◆ **STATED GOAL**
Copy out the stretch of items below from the line containing "In this exercise you will indicate the calm" through the end of the items, keeping every line unchanged.

--- Start of RECORDS TO USE ---

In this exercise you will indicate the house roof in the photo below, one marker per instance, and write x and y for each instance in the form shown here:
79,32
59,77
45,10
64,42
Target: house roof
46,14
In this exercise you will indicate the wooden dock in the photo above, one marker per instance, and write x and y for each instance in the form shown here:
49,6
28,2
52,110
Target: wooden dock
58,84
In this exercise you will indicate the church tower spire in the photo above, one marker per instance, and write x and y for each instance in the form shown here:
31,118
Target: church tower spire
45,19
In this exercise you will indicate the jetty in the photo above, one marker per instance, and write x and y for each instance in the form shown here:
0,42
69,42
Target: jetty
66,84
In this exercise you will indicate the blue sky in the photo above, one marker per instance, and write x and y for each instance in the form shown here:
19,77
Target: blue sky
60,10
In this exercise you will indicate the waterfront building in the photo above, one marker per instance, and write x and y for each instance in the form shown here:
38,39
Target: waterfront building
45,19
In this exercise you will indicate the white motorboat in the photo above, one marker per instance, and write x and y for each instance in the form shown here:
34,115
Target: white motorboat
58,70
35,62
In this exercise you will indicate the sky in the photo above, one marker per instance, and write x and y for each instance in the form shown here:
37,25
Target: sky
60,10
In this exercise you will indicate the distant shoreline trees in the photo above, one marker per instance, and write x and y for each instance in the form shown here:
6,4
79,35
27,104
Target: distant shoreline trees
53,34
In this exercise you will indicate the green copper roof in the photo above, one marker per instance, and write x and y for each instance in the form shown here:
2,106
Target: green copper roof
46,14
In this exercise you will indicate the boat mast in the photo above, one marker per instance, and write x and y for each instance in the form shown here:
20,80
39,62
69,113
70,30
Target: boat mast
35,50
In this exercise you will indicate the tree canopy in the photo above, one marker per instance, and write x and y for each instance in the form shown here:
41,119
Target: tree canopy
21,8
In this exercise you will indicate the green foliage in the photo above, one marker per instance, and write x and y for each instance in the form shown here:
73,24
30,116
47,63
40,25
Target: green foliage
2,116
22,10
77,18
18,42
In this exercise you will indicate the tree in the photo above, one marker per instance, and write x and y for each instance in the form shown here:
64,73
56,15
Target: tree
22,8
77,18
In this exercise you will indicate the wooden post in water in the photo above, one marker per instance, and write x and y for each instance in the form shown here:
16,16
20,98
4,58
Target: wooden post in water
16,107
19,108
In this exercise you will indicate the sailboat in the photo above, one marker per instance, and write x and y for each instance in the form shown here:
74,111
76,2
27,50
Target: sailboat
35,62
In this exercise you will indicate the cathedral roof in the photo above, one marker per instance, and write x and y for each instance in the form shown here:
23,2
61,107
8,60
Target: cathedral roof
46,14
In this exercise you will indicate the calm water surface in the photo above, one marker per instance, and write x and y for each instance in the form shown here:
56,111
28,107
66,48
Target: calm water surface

--- End of RECORDS TO USE ---

◆ **ANSWER TO THIS TASK**
In this exercise you will indicate the calm water surface in the photo above, one marker per instance, and write x and y for each instance in the form shown here:
56,111
28,107
66,48
Target: calm water surface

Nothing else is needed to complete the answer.